Passage given
Monday, October 16, 2017

The Eternal City

Soaking up some gelato goodness. At Termini, Rome.

Our (vicarious) connection to Italy started early in life. How? One may ask. I studied in a Catholic school, a convent run by the Sisters of Our Lady of the Mission. So Rome and the Vatican City somehow cropped up in tones of reverence. As I went on a city tour by bus and saw the grandeur that Rome was I couldn't help thinking about Father Bianchi and other missionaries who came all the way from Italy to our town, in the middle of nowhere then, in a remote part of north-eastern India. And the work that they did for education has a lot to do with the development in our corner of the world.

The last leg of the tour.  And we were in Italy on a sunny morning. As soon as we got out of the airport the sight of these pine trees took my breath away. It looked as if all the trees had been pruned. Later I googled and found out that these are known as umbrella pine, stone pine or parasol pine. The botanical name is Pinus pinea and the tree is native to the Mediterranean region and is also to be found in Southern Europe, Israel, Lebanon and Syria. Much of Europe's pine nuts are from these stately trees. These trees have been cultivated for their nuts for over 5,000 years and harvested from wild trees for much longer. The Swiss pine/Pinus cembra is also used to a small extent.

The hotel we stayed in, Des Artistes, was a five-minute walk from the busy Termini area. Breakfast at the hotel had an array of baked goodies and fresh fruits. Julietta, the front desk executive, was very helpful. Since we wanted to eat the best Italian food, we started with pasta at Trattoria Dell O'mo. Within walking distance from our hotel, the owner, Antonio was gracious and helpful and when we walked out of his restaurant we were happy souls! The restaurant is packed and had it not been for Julietta we wouldn't have been able to taste such wonderful food!

The Trevi Fountain where we tossed coins and made a wish. This was the only picture I could get as the place was absolutely crowded. It was interesting to learn that the coins are collected and used for charity work. You might be interested in reading about it here.

Description of the task
Reproduce the Rome travel post starting at "The last leg" and ending at "a small extent.", renaming "Mediterranean region" as "Mediterranean basin".

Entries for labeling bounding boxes

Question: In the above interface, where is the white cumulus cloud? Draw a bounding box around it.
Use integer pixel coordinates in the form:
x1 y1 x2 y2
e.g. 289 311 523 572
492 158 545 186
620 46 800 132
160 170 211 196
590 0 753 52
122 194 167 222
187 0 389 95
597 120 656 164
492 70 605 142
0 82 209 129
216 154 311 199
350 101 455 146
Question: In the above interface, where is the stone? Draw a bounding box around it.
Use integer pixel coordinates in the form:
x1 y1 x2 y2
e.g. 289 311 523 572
--
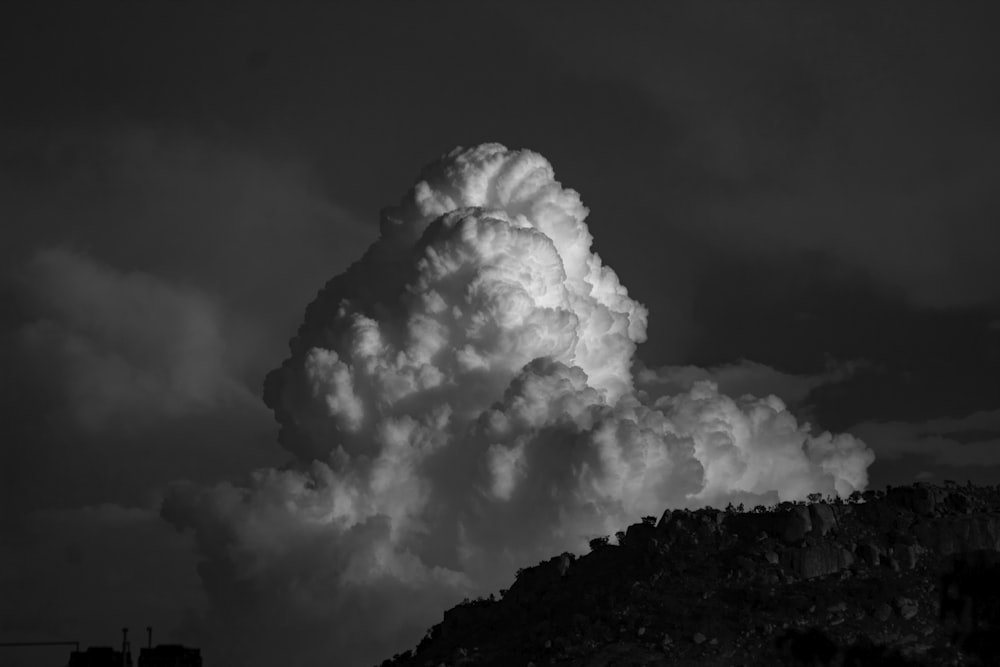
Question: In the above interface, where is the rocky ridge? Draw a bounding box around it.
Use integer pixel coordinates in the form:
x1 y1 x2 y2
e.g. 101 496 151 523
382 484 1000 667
* * *
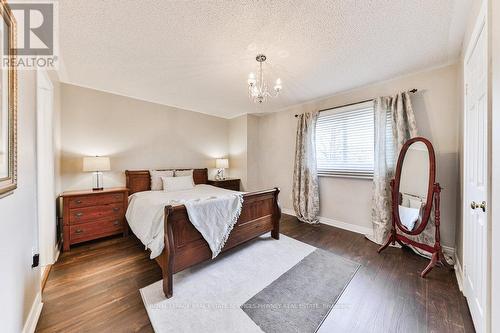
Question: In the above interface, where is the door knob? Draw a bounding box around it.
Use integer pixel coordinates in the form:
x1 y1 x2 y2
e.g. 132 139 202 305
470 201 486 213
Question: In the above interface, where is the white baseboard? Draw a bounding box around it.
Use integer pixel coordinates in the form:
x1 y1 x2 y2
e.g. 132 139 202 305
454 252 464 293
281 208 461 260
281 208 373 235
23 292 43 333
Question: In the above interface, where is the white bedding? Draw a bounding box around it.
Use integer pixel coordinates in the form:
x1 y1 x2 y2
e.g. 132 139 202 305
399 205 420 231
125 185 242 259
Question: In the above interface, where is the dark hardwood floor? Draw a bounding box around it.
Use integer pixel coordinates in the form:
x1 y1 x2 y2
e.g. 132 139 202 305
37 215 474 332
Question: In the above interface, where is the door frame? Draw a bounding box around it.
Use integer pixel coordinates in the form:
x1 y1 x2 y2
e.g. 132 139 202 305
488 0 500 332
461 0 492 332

The response
The last leg of the tour.  And we were in Italy on a sunny morning. As soon as we got out of the airport the sight of these pine trees took my breath away. It looked as if all the trees had been pruned. Later I googled and found out that these are known as umbrella pine, stone pine or parasol pine. The botanical name is Pinus pinea and the tree is native to the Mediterranean basin and is also to be found in Southern Europe, Israel, Lebanon and Syria. Much of Europe's pine nuts are from these stately trees. These trees have been cultivated for their nuts for over 5,000 years and harvested from wild trees for much longer. The Swiss pine/Pinus cembra is also used to a small extent.